Rows from a pointing dataset:
- - - - -

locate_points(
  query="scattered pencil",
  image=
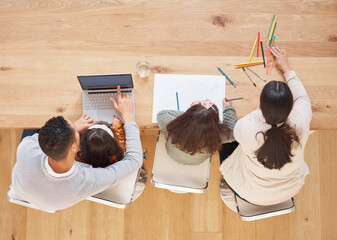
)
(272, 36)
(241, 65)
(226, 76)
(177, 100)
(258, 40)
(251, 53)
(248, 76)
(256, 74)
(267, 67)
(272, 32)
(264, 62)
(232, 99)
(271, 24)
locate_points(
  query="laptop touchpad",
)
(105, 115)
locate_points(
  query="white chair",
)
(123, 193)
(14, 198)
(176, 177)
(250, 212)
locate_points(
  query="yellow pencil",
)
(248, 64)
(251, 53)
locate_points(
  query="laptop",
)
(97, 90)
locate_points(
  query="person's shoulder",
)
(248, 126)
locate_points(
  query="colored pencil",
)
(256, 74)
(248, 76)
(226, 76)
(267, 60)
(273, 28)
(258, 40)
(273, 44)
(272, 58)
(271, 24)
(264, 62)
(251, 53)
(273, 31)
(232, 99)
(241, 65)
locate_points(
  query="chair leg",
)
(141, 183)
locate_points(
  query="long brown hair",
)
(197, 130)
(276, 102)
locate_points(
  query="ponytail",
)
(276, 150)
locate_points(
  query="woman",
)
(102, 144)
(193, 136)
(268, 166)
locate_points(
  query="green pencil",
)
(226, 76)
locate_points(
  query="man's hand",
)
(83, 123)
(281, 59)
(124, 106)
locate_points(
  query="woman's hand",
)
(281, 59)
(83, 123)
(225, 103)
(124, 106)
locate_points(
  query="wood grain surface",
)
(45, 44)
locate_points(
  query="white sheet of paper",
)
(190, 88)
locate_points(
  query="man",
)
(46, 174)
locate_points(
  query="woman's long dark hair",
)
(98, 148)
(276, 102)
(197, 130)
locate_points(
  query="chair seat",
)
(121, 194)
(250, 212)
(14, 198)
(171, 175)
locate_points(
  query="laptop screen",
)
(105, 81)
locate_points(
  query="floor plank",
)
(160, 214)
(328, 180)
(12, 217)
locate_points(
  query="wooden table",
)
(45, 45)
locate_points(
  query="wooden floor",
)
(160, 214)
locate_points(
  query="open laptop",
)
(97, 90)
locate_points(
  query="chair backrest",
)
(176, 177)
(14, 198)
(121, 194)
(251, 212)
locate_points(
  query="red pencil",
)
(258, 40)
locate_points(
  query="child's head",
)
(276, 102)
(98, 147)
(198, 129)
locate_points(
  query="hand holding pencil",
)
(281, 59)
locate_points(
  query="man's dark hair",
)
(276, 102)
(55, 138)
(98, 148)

- - - - -

## The exercise
Reproduce the whole listing exactly, but not the images in it.

## The answer
locate_points(
  query="scattered pencil",
  image=
)
(272, 36)
(241, 65)
(226, 76)
(177, 100)
(258, 40)
(251, 53)
(248, 76)
(256, 74)
(267, 67)
(272, 32)
(264, 62)
(232, 99)
(271, 24)
locate_points(
  query="laptop touchpad",
)
(105, 115)
locate_points(
  query="white chair",
)
(123, 193)
(14, 198)
(176, 177)
(250, 212)
locate_points(
  query="yellow pencil",
)
(248, 64)
(251, 53)
locate_points(
  query="laptop",
)
(97, 90)
locate_points(
  query="person's shoulder",
)
(248, 126)
locate_points(
  query="colored pencil",
)
(256, 74)
(248, 76)
(226, 76)
(267, 60)
(273, 28)
(258, 40)
(273, 44)
(272, 58)
(271, 24)
(264, 62)
(251, 53)
(273, 31)
(232, 99)
(241, 65)
locate_points(
  query="chair leg",
)
(141, 183)
locate_points(
  query="long brown hair",
)
(197, 130)
(276, 102)
locate_points(
  query="ponytail",
)
(276, 150)
locate_points(
  query="woman",
)
(102, 144)
(193, 136)
(268, 166)
locate_points(
  query="green pencil",
)
(226, 76)
locate_points(
  query="man's hand",
)
(83, 123)
(281, 59)
(124, 106)
locate_points(
  query="woman's hand",
)
(281, 59)
(83, 123)
(225, 103)
(124, 106)
locate_points(
  query="wood grain surface",
)
(45, 44)
locate_points(
  query="white sheet of paper",
)
(190, 88)
locate_points(
  query="man",
)
(46, 174)
locate_points(
  query="woman's long dark hair",
)
(98, 148)
(276, 102)
(197, 130)
locate_points(
  query="chair seat",
)
(121, 194)
(250, 212)
(14, 198)
(171, 175)
locate_points(
  query="laptop screen",
)
(105, 81)
locate_points(
  query="floor plank",
)
(160, 214)
(328, 180)
(12, 217)
locate_points(
  query="wooden table",
)
(45, 45)
locate_points(
  query="wooden floor",
)
(160, 214)
locate_points(
  query="open laptop",
)
(97, 90)
locate_points(
  query="chair backrest",
)
(176, 177)
(14, 198)
(121, 194)
(251, 212)
locate_points(
  query="red pencil",
)
(258, 40)
locate_points(
  query="child's head",
)
(276, 102)
(98, 147)
(198, 129)
locate_points(
  query="hand holding pencil",
)
(281, 59)
locate_points(
  query="man's dark hair",
)
(276, 102)
(55, 138)
(98, 148)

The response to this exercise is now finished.